Objectif de l'exercice — Résumez en deux phrases l'extrait ci-dessous sur l'expatriation des millénniaux.

Extrait du document —
C'est que les millénniaux ont généralement moins d'attaches que leurs parents. Ils n'ont pas d'enfants, sont célibataires ou en couple, sont locataires, ne sont pas liés par un prêt de longue durée… Finalement, ces éléments considérés comme « négatifs » par la pensée traditionnelle sont pour eux une chance. Ces jeunes adultes s'embarquent pour l'Espagne, l'Italie, le Canada, l'Australie, la Nouvelle-Zélande, les États-Unis, le Brésil, où ils parviennent à augmenter leur pouvoir d'achat (salaires plus élevés, meilleures conditions de vie etc.) Jusqu'à peu, les pays d'Europe de l'Est figuraient aussi en bonne position. L'Estonie, la Croatie, la Géorgie ou la République tchèque ont d'ailleurs mis en place le visa nomade digital pour attirer la génération Y. La guerre en Ukraine a freiné les projets de certains, mais pas totalement. Ces États espèrent bien capitaliser sur leurs atouts (loyers peu élevés, coût de la vie moins élevé...) et attirer plus de profils internationaux.

La crise économique actuelle freine-t-elle les trentenaires voyageurs ?

D'un côté, des États qui recrutent des talents internationaux ou qui leur déroulent le tapis rouge du visa nomade numérique. De l'autre, une inflation galopante qui pèse sur le pouvoir d'achat. En Allemagne et en Afrique du Sud, l'inflation frôle les 8%. C'est 8,3% aux Etats-Unis, 5,2% en France, 5% en Australie, et 4,7% au Maroc. Tout miser sur les villes dont les logements sont moins chers que ceux de son pays d'origine est moins onéreux que le sien s'avère donc risqué. Tout d'abord, il faut savoir ce que l'on compare : une location ou un achat ? Ensuite, chaque pays à ses particularités. Le seul indice des coûts des logements ne suffit bien sûr pas à décider d'une expatriation.

Liste des entrées —
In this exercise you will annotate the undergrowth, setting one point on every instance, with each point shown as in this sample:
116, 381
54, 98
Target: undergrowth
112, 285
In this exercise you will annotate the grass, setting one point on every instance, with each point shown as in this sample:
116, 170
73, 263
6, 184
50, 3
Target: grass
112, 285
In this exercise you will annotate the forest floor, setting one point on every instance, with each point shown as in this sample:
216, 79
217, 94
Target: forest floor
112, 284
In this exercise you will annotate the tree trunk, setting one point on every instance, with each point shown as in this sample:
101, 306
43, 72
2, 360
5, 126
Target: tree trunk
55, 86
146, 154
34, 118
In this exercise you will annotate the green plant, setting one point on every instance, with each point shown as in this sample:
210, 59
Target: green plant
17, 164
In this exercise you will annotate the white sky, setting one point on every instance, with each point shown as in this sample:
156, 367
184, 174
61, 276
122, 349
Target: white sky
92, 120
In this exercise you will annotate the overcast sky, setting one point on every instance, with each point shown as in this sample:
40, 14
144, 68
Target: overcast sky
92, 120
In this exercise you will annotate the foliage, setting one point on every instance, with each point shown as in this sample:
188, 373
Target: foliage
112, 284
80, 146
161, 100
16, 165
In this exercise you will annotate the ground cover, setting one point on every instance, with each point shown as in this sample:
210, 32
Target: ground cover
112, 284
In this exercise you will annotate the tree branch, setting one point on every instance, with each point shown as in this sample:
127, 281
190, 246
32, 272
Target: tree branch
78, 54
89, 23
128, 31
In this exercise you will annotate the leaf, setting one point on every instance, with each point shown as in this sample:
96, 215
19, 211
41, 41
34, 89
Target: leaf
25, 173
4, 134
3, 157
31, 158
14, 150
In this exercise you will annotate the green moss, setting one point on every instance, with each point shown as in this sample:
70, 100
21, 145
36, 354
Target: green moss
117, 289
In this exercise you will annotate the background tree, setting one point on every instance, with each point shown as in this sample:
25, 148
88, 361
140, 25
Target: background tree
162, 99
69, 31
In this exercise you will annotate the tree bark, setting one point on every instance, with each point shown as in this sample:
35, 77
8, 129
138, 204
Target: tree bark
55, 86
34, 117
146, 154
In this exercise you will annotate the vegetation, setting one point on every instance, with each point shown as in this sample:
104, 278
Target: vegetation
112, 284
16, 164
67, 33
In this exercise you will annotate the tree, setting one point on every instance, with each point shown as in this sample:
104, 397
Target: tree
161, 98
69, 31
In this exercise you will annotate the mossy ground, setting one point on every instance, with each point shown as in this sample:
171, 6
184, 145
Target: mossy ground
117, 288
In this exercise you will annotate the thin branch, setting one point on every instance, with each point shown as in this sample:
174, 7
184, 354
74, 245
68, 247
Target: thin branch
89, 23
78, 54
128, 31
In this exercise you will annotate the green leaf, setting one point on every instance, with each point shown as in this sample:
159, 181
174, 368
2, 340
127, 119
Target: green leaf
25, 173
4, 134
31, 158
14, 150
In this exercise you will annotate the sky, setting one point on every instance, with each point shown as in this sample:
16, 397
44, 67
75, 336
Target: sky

Solution proposée — Moins attachés que leurs parents (sans enfants, souvent locataires, sans prêt de longue durée), les millénniaux partent vers des pays comme l'Espagne, le Canada ou l'Australie pour augmenter leur pouvoir d'achat, tandis que des États d'Europe de l'Est comme l'Estonie ou la Croatie ont créé un visa nomade digital pour les attirer. Une inflation galopante, qui frôle les 8 % en Allemagne et atteint 8,3 % aux États-Unis, pèse toutefois sur ce pouvoir d'achat, et le seul indice des coûts des logements ne suffit pas à décider d'une expatriation.